*DIRECTIVES*:
(a) In the forum thread on non-ASCII file names, which GHC version and operating system does the asker use?
(b) In the forum thread on non-ASCII file names, copy the part from "On Sunday 22" to "filepaths if possible." and swap "truncates" for "cuts".

*TEXT PASSAGE*:
■ ■ ■ ■ ■ ■ ■
On Sunday 22 August 2010 19:23:03, Yves Parès wrote:
In fact the encoding problem is more general.
When I simply do 'readFile "bar/fooé"', then I'm told: *** Exception: bar/fooé: openFile: does not exist (No such file or directory)
Try ghci> readFile (Data.ByteString.Char8.unpack (Data.ByteString.UTF8.fromString "fooé")) (same trick for find). The problem is probably that readFile filePath truncates the characters in filePath to 8 bits while the filepath on your system is UTF-8 encoded, so you have to give a pseudo-UTF-8 encoded filepath to readFile. At least, that's how it works here, inconvenient though it is.
How am I supposed to read files whose names contains non-ASCII characters? (I use GHC 6.12.3 under Ubuntu 10.04 32bits)
While the inconvenience lasts (people are thinking about how to handle the situation correctly), avoid non-ASCII characters in filepaths if possible.
My locale is fr_FR.utf8 For instance, with HSH: I have a 'bar' directory, containing a file 'fooé'
run $ "find bar" :: IO [String] returns me : ["bar", "bar/foo*\233*"]
That one is okay, 'é' is '\233' and the Show instance for Char escapes all characters > '\127'.
■ ■ ■ ■ ■ ■ ■
*DATA SECTION*:
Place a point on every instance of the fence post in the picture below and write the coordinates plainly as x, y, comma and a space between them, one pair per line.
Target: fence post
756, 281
■ ■ ■ ■ ■ ■ ■
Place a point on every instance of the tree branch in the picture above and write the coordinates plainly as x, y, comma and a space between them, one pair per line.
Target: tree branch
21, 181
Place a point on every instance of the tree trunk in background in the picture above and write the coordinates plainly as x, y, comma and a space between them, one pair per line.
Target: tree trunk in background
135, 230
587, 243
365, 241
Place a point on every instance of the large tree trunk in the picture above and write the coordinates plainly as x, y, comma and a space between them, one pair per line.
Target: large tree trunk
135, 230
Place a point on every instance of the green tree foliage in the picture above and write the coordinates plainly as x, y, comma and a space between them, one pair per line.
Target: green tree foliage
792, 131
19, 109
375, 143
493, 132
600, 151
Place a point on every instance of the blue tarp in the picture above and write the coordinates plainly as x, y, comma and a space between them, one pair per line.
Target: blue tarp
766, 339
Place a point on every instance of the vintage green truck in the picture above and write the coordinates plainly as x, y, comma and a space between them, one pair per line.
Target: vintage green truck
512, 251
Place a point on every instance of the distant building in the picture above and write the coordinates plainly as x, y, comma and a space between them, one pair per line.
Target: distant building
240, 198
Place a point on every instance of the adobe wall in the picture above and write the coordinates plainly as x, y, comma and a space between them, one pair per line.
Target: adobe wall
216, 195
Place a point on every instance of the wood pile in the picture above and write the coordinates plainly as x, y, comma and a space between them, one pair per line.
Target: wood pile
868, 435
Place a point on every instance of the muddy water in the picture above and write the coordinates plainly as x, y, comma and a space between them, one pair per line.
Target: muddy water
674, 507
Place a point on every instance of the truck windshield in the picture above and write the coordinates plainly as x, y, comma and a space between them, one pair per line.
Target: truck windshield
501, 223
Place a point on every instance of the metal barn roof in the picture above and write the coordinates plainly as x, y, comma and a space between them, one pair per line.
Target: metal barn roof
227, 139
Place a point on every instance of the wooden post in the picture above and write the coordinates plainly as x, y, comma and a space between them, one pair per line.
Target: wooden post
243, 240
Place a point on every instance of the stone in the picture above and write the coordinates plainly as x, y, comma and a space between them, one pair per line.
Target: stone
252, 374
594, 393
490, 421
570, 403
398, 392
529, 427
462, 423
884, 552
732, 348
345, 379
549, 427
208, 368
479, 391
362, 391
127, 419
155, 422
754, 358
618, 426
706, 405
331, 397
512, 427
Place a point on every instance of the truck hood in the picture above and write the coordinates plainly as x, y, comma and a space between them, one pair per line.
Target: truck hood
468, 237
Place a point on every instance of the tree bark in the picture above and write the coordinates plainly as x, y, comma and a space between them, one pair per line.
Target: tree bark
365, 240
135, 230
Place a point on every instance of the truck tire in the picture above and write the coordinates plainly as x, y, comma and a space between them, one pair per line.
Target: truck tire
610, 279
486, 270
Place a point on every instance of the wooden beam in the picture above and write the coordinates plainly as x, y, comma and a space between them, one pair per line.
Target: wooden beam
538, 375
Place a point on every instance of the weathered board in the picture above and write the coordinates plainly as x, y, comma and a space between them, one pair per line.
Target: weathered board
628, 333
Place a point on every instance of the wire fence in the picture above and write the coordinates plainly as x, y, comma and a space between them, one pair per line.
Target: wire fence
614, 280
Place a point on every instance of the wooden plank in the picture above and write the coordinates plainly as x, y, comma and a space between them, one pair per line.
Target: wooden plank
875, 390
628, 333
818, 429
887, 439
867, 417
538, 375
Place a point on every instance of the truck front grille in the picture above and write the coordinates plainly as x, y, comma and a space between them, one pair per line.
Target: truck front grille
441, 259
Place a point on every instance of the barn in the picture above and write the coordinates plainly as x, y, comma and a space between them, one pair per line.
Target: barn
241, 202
■ ■ ■ ■ ■ ■ ■
*FULL ANSWERS*:
(a) GHC 6.12.3 under Ubuntu 10.04 32bits.

(b)
On Sunday 22 August 2010 19:23:03, Yves Parès wrote:
In fact the encoding problem is more general.
When I simply do 'readFile "bar/fooé"', then I'm told: *** Exception: bar/fooé: openFile: does not exist (No such file or directory)
Try ghci> readFile (Data.ByteString.Char8.unpack (Data.ByteString.UTF8.fromString "fooé")) (same trick for find). The problem is probably that readFile filePath cuts the characters in filePath to 8 bits while the filepath on your system is UTF-8 encoded, so you have to give a pseudo-UTF-8 encoded filepath to readFile. At least, that's how it works here, inconvenient though it is.
How am I supposed to read files whose names contains non-ASCII characters? (I use GHC 6.12.3 under Ubuntu 10.04 32bits)
While the inconvenience lasts (people are thinking about how to handle the situation correctly), avoid non-ASCII characters in filepaths if possible.